◆ Stated problem
Repeat every line of the records below word for word, but leave out the pictures.

◆ Data
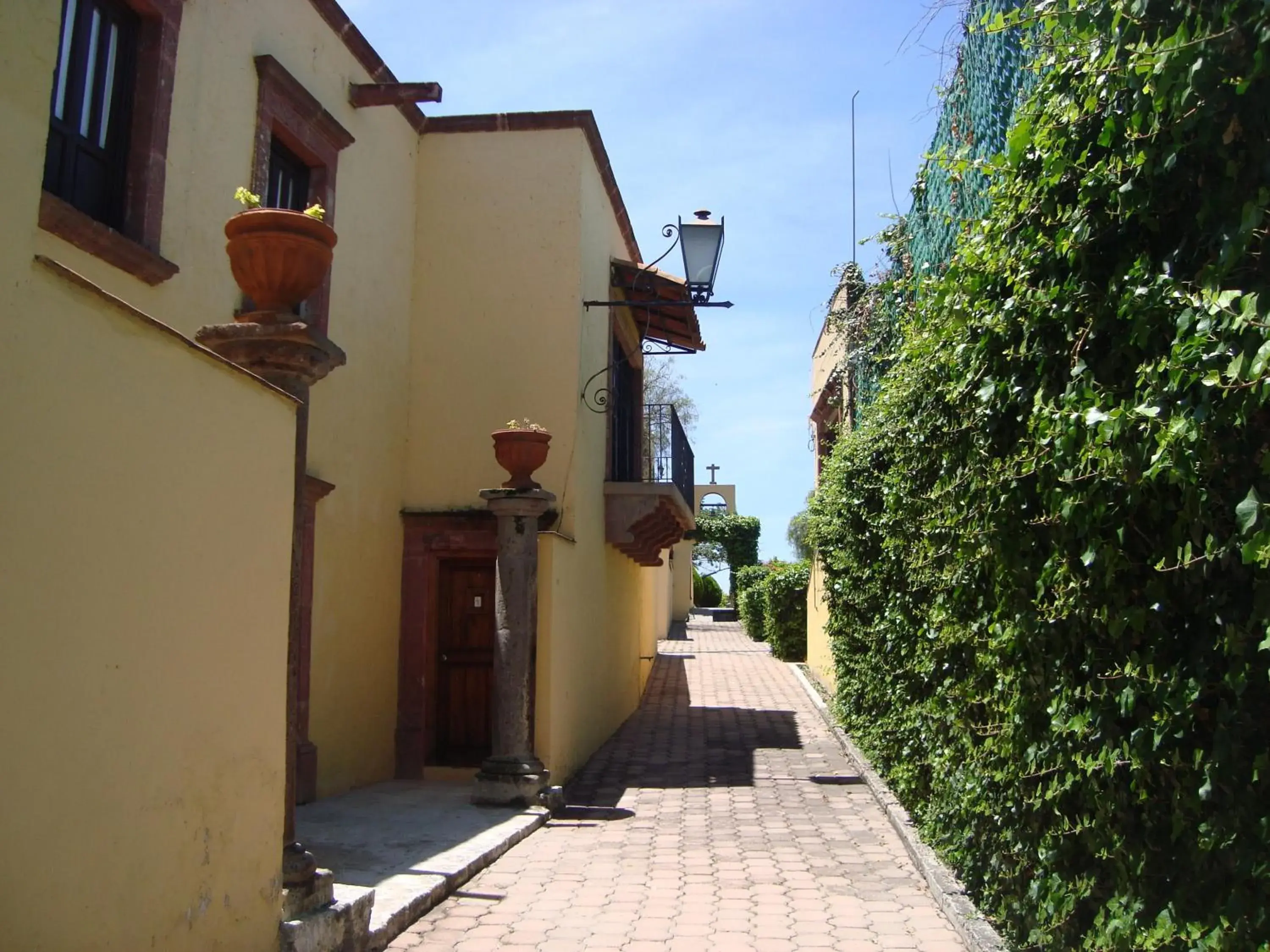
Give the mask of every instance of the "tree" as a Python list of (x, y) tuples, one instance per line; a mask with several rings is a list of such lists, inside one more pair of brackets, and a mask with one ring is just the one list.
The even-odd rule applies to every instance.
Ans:
[(683, 390), (683, 374), (664, 357), (644, 359), (644, 402), (673, 406), (685, 430), (691, 432), (697, 425), (700, 414)]
[(728, 569), (728, 553), (719, 542), (697, 542), (692, 546), (692, 565), (709, 579)]
[[(806, 494), (806, 504), (812, 503), (812, 496), (815, 495), (815, 490)], [(785, 539), (790, 543), (790, 548), (794, 550), (794, 560), (799, 562), (806, 562), (812, 559), (812, 543), (808, 542), (808, 506), (804, 505), (801, 512), (795, 514), (790, 519), (789, 528), (785, 529)]]

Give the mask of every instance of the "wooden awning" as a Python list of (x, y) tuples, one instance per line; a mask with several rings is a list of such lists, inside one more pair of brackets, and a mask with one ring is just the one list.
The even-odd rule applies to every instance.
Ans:
[(613, 259), (613, 298), (631, 302), (631, 317), (644, 338), (687, 350), (705, 350), (701, 325), (683, 278), (657, 268), (641, 270), (643, 267)]

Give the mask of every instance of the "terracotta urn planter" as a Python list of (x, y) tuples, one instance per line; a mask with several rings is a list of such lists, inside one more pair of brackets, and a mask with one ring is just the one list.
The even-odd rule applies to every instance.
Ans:
[(225, 222), (225, 237), (234, 281), (260, 311), (291, 311), (312, 294), (335, 248), (326, 222), (284, 208), (239, 212)]
[(551, 434), (546, 430), (494, 430), (494, 458), (511, 479), (503, 489), (542, 489), (533, 471), (547, 461)]

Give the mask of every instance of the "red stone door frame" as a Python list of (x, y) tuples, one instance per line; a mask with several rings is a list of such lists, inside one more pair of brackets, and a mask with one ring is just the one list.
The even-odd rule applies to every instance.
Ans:
[(493, 560), (494, 517), (488, 512), (403, 513), (401, 636), (398, 651), (396, 776), (419, 778), (437, 744), (433, 685), (441, 564)]

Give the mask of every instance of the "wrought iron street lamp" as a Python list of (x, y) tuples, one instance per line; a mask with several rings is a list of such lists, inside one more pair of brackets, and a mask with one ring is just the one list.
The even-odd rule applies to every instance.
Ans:
[[(679, 218), (679, 249), (683, 251), (683, 277), (693, 305), (707, 305), (714, 297), (714, 279), (723, 255), (723, 218), (714, 221), (710, 212), (693, 212), (696, 221)], [(721, 306), (721, 305), (720, 305)]]
[[(678, 225), (665, 225), (662, 228), (663, 237), (674, 236), (674, 241), (650, 264), (640, 265), (630, 288), (626, 291), (639, 291), (640, 278), (653, 270), (662, 260), (678, 245), (683, 254), (683, 278), (687, 286), (688, 302), (693, 307), (732, 307), (732, 301), (711, 301), (714, 297), (714, 282), (719, 274), (719, 259), (723, 256), (723, 222), (714, 221), (710, 212), (701, 209), (693, 212), (692, 221), (678, 220)], [(592, 307), (639, 307), (649, 302), (632, 300), (622, 301), (583, 301), (587, 310)], [(669, 303), (662, 301), (660, 303)]]

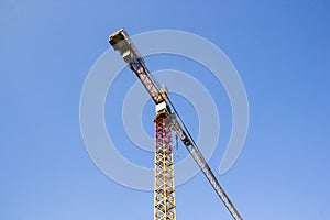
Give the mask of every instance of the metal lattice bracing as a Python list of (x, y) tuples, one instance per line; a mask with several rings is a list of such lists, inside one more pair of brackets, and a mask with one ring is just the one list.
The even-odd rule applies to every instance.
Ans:
[[(128, 66), (139, 77), (156, 106), (156, 153), (155, 153), (155, 220), (175, 219), (174, 164), (172, 152), (172, 129), (182, 140), (193, 158), (220, 197), (233, 219), (242, 220), (217, 177), (197, 147), (188, 129), (169, 100), (166, 89), (160, 88), (147, 70), (143, 57), (123, 29), (110, 35), (110, 44), (119, 51)], [(158, 109), (158, 110), (157, 110)], [(166, 123), (165, 123), (166, 121)], [(168, 121), (168, 122), (167, 122)]]
[(175, 220), (175, 185), (172, 145), (172, 123), (166, 112), (158, 113), (155, 122), (155, 188), (154, 220)]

◆ Finished answer
Give the mask of every instance of the "tree" as a Python list of (x, y) tuples, one instance per line; a mask with several rings is a list of such lists, inside one more pair of brackets, and a mask with one ring is just the one list.
The even-odd rule applies to every instance.
Ans:
[(683, 390), (683, 374), (664, 357), (644, 359), (644, 402), (673, 406), (685, 430), (691, 432), (697, 425), (700, 414)]
[(728, 569), (728, 553), (719, 542), (697, 542), (692, 546), (692, 565), (709, 579)]
[[(806, 494), (806, 504), (812, 503), (812, 496), (815, 495), (815, 490)], [(785, 539), (790, 543), (790, 548), (794, 550), (794, 560), (799, 562), (806, 562), (812, 559), (812, 543), (808, 542), (808, 506), (804, 505), (801, 512), (795, 514), (790, 519), (789, 528), (785, 529)]]

Give the mask of every instance of the "wooden awning" as a Python list of (x, y) tuples, one instance per line; a mask with several rings is a list of such lists, inside one more pair of brackets, and a mask with one ring is just the one list.
The even-odd rule applies to every instance.
Ans:
[(613, 259), (613, 298), (631, 302), (631, 317), (644, 338), (687, 350), (705, 350), (701, 325), (683, 278), (657, 268), (641, 270), (643, 267)]

Give the mask of every instance of the "terracotta urn planter" as a Python list of (x, y) tuples, one instance per line; a mask with several rings is a list of such lists, inside one more pair of brackets, and a mask with one ring is just the one list.
The even-odd rule applies to every instance.
Ans:
[(225, 222), (225, 237), (234, 281), (260, 311), (291, 311), (312, 294), (335, 248), (326, 222), (284, 208), (239, 212)]
[(551, 434), (546, 430), (494, 430), (494, 458), (511, 479), (503, 489), (542, 489), (533, 471), (547, 461)]

Give the mask of every instance of the "red stone door frame" as a Python list of (x, y) tuples, one instance per line; a mask with several rings is a list of such lists, inside one more pair of brackets, and a mask with one ring is just the one list.
The even-odd rule applies to every instance.
Ans:
[(493, 560), (494, 517), (488, 512), (403, 513), (401, 636), (398, 651), (396, 776), (419, 778), (437, 744), (433, 685), (441, 564)]

Give the mask of every instance of the "wrought iron street lamp" as a Python list of (x, y) tuples, one instance per line; a mask with several rings is a list of such lists, inside one more pair of brackets, and a mask with one ring is just the one list.
The even-odd rule applies to every instance.
Ans:
[[(679, 218), (679, 249), (683, 251), (683, 277), (693, 305), (707, 305), (714, 297), (714, 279), (723, 255), (723, 218), (714, 221), (710, 212), (693, 212), (696, 221)], [(721, 306), (721, 305), (720, 305)]]
[[(678, 225), (665, 225), (662, 228), (663, 237), (674, 236), (674, 241), (650, 264), (640, 265), (630, 288), (626, 291), (639, 291), (640, 278), (653, 270), (662, 260), (678, 245), (683, 254), (683, 278), (687, 286), (688, 302), (693, 307), (732, 307), (732, 301), (711, 301), (714, 297), (714, 282), (719, 274), (719, 259), (723, 256), (723, 222), (714, 221), (710, 212), (701, 209), (693, 212), (692, 221), (678, 220)], [(592, 307), (639, 307), (649, 302), (632, 300), (622, 301), (583, 301), (587, 310)], [(669, 303), (662, 301), (660, 303)]]

Give the mask of every instance of the metal lattice bracing as a Python list of (x, y) tuples, one instance per line; a mask with several rings is a list of such lists, inside one more pair of brackets, and a mask with one ring is just the one list.
The even-odd rule applies to every instance.
Ans:
[[(128, 66), (139, 77), (156, 106), (156, 153), (155, 153), (155, 220), (175, 219), (174, 164), (172, 152), (172, 129), (182, 140), (193, 158), (220, 197), (233, 219), (242, 220), (217, 177), (197, 147), (188, 129), (169, 100), (166, 89), (160, 88), (147, 70), (143, 57), (123, 29), (110, 35), (110, 44), (119, 51)], [(158, 109), (158, 110), (157, 110)], [(166, 123), (165, 123), (166, 121)], [(168, 121), (168, 122), (167, 122)]]
[(175, 220), (175, 185), (172, 145), (172, 123), (166, 112), (158, 113), (155, 122), (155, 188), (154, 220)]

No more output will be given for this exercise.